Excerpt provided
Blood Canticle
- First edition cover
- Author: Anne Rice
- Audio read by: David Pittu
- Cover artist: Cumaean Sibyl by Domenichino
- Language: English
- Series: The Vampire Chronicles The Mayfair Witches
- Genre: Horror
- Published: October 28, 2003
- Publisher: Knopf
- Publication place: United States
- Media type: Print (Hardcover)
- Pages: 320
- ISBN: 0-375-41200-X
- OCLC: 51020425
- Dewey Decimal: 813/.54 21
- LC Class: PS3568.I265 B63 2003
- Preceded by: Blackwood Farm
- Followed by: Prince Lestat

= Blood Canticle =

2003 novel by Anne Rice

Blood Canticle is a 2003 vampire novel by American writer Anne Rice, the tenth book in her The Vampire Chronicles series. The novel includes some characters who cross over from Rice's Lives of the Mayfair Witches trilogy (1990–1994), concluding the unified story begun in Merrick (2000) and continued in Blackwood Farm (2002).

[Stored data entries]
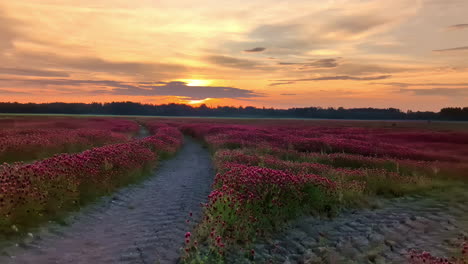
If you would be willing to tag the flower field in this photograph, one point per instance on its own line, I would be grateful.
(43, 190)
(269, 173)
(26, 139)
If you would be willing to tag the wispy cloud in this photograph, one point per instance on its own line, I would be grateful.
--
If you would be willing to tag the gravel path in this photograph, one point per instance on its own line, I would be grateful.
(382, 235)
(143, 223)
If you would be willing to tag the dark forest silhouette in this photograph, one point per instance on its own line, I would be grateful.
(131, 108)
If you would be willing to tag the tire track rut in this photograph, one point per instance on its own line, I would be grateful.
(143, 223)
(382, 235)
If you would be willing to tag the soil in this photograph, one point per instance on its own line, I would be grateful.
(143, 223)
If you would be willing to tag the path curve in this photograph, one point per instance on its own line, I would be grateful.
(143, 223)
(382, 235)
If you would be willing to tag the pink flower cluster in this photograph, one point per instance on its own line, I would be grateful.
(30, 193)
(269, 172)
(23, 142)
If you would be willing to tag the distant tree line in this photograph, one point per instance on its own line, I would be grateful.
* * *
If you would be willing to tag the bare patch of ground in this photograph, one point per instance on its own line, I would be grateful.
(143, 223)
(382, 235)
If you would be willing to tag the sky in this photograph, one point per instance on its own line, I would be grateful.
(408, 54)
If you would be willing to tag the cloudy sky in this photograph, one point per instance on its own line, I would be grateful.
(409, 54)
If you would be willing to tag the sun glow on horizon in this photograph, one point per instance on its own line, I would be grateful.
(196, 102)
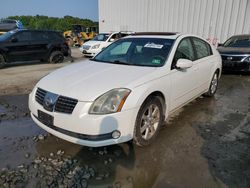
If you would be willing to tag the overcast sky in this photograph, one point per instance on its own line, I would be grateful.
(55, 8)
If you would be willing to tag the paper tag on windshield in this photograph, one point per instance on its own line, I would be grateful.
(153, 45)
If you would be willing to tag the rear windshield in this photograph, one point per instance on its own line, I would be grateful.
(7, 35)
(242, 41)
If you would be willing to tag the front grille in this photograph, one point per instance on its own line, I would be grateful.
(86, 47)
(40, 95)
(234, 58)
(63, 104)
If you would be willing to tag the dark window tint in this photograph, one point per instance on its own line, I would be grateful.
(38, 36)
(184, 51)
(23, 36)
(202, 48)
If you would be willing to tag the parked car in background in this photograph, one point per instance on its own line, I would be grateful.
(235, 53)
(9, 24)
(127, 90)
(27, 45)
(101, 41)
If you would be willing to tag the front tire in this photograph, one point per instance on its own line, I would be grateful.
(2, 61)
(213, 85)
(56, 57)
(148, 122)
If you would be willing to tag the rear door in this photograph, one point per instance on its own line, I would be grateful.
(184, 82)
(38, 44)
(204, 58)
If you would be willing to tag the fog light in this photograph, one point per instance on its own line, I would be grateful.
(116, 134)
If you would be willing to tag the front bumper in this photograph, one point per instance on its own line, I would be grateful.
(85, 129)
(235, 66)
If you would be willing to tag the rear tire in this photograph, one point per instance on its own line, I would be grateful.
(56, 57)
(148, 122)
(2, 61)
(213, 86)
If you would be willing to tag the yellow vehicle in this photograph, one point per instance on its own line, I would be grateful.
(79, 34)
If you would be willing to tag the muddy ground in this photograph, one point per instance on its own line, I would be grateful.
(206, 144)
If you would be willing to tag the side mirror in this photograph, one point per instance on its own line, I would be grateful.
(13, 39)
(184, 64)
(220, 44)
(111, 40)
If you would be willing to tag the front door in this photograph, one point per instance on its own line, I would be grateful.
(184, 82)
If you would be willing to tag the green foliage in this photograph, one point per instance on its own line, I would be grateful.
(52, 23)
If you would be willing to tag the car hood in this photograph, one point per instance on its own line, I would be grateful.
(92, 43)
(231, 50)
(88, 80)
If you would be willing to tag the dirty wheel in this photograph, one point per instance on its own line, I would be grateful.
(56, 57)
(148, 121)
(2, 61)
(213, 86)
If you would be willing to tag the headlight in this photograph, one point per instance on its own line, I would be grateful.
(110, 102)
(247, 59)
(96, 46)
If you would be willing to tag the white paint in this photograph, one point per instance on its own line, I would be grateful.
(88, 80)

Work instruction 1
List each catalog identifier that the Blood Canticle text gives, along with its value.
Work instruction 2
Answer these from the Blood Canticle text:
(a) Who reads the audio version?
(b) How many pages does the book have?
(c) In which novel did the unified story that this book concludes begin?
Work instruction 3
Print the part of the Blood Canticle text starting with "- Pages: 320" and going on through "Blackwood Farm (2002).".
The items play no part in what comes next.

Problem solution 1
ISBN: 0-375-41200-X
OCLC: 51020425
Dewey Decimal: 813/.54 21
LC Class: PS3568.I265 B63 2003

Problem solution 2
(a) David Pittu
(b) 320
(c) Merrick (2000)

Problem solution 3
- Pages: 320
- ISBN: 0-375-41200-X
- OCLC: 51020425
- Dewey Decimal: 813/.54 21
- LC Class: PS3568.I265 B63 2003
- Preceded by: Blackwood Farm
- Followed by: Prince Lestat

= Blood Canticle =

2003 novel by Anne Rice

Blood Canticle is a 2003 vampire novel by American writer Anne Rice, the tenth book in her The Vampire Chronicles series. The novel includes some characters who cross over from Rice's Lives of the Mayfair Witches trilogy (1990–1994), concluding the unified story begun in Merrick (2000) and continued in Blackwood Farm (2002).